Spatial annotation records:
::::::::

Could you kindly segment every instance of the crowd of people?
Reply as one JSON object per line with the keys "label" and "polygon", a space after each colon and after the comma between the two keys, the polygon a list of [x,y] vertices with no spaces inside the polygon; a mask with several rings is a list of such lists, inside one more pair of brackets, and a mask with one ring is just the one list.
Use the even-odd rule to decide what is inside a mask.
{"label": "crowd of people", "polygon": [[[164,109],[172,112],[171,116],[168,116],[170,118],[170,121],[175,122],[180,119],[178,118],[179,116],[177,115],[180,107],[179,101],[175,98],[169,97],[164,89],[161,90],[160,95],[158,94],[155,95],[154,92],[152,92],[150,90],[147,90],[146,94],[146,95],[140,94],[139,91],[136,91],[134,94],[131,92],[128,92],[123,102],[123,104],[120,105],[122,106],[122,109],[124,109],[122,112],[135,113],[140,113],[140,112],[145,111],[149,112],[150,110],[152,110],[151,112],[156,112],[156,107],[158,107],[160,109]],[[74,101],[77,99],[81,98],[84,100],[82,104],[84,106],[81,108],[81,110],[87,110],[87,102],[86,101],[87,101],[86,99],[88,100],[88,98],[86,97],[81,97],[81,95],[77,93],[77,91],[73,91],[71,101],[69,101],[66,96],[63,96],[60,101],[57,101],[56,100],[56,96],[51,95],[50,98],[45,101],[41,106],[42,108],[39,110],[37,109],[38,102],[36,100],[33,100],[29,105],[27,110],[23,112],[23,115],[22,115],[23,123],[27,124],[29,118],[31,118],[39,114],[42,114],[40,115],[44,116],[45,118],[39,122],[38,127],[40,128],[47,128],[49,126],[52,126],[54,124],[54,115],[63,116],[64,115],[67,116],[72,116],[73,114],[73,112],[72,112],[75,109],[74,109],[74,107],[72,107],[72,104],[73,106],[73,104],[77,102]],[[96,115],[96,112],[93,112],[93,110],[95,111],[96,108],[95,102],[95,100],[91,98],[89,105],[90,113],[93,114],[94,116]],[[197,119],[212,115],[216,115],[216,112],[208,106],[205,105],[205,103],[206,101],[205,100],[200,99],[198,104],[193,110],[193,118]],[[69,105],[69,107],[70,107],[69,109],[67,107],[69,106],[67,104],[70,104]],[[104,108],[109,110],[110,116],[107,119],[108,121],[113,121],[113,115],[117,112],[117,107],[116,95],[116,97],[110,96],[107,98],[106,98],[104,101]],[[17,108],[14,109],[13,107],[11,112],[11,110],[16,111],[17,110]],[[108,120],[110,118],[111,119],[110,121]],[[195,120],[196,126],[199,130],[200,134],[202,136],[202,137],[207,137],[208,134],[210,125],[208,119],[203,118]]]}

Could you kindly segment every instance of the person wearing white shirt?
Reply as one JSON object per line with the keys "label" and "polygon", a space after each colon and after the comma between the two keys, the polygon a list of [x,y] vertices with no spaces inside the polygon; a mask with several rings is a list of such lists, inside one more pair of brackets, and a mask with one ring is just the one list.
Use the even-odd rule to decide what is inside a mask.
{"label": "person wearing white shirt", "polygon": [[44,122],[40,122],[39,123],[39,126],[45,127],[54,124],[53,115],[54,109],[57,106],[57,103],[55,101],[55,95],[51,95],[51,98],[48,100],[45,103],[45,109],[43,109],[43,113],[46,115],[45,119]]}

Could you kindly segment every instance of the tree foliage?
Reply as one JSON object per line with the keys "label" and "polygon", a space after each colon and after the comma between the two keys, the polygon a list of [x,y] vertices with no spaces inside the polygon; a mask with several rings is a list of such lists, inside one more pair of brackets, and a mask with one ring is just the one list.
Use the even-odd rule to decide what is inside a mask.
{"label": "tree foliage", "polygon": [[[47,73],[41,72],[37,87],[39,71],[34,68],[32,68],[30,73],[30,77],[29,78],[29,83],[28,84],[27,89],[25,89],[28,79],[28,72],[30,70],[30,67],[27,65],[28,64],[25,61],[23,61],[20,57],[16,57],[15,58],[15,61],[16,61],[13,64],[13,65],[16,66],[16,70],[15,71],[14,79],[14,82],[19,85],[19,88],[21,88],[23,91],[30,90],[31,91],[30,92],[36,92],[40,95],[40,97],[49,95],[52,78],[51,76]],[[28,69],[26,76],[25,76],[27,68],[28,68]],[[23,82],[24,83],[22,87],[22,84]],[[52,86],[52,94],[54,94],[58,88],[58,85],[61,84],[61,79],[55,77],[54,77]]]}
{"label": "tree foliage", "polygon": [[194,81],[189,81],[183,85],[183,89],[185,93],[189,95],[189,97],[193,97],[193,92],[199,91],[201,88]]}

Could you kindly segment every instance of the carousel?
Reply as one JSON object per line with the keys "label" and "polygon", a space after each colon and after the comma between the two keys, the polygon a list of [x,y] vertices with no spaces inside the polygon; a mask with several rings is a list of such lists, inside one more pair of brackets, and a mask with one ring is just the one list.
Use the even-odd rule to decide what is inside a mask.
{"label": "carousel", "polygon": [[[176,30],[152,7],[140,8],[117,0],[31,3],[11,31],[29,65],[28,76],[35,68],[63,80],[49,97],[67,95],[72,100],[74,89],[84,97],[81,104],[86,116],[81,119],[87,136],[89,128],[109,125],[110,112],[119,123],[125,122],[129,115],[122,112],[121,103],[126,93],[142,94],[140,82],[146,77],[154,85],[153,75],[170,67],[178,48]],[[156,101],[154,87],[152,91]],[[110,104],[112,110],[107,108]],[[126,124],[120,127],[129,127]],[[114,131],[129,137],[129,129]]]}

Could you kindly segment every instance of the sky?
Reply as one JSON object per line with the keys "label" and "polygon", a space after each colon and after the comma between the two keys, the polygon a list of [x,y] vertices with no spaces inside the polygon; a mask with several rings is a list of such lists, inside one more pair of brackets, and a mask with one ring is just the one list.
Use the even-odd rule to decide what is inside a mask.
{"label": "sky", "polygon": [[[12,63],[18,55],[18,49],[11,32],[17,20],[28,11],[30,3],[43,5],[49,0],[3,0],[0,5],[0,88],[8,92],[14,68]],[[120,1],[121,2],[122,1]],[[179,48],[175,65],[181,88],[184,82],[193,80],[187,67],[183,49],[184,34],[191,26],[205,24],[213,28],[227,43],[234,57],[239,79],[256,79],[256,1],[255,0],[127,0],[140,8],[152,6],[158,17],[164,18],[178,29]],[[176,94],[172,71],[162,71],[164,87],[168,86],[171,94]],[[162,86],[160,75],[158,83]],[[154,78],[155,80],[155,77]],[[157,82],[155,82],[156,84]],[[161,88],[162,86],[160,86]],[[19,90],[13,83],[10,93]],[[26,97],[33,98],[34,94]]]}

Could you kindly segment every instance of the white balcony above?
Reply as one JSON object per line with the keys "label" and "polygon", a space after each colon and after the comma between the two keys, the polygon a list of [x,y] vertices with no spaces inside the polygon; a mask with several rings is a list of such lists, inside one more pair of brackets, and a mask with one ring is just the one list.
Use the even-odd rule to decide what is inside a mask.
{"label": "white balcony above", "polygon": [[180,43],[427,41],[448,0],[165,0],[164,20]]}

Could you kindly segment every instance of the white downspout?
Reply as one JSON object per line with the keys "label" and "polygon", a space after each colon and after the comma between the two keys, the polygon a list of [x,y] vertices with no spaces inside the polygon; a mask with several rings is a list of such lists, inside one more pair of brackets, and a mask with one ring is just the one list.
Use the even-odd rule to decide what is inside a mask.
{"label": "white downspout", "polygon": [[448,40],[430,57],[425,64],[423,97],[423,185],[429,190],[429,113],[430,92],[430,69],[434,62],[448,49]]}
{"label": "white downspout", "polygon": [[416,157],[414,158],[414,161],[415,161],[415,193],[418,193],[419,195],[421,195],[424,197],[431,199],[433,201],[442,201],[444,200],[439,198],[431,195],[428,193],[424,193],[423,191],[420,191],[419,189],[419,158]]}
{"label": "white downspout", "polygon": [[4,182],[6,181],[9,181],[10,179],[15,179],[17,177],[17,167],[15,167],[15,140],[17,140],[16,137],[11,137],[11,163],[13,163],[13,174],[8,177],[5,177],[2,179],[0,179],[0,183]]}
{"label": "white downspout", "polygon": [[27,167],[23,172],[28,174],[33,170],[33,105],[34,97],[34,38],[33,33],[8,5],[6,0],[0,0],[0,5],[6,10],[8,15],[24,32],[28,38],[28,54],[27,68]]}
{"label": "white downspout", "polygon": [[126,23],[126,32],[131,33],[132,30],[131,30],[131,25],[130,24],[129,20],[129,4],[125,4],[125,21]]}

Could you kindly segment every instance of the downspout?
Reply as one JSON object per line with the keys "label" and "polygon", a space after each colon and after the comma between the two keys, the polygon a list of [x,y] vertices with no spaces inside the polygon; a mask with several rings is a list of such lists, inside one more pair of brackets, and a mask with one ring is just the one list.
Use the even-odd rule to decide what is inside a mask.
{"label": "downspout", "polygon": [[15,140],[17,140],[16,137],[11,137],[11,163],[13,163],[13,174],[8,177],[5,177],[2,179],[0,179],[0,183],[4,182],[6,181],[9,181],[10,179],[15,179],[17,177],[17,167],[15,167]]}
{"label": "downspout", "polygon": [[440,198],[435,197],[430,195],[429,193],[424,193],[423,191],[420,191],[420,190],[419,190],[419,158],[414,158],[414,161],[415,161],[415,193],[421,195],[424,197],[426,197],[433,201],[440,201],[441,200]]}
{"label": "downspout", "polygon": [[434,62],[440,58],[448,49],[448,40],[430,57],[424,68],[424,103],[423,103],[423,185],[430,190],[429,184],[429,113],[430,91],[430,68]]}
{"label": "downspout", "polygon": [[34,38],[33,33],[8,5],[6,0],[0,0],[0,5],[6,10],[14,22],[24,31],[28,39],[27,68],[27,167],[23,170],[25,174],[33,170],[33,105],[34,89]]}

::::::::

## Problem
Count the lines in the material above that contain the string "balcony", treating uppercase and lowercase as different, and reply with the number alone.

## Solution for this problem
2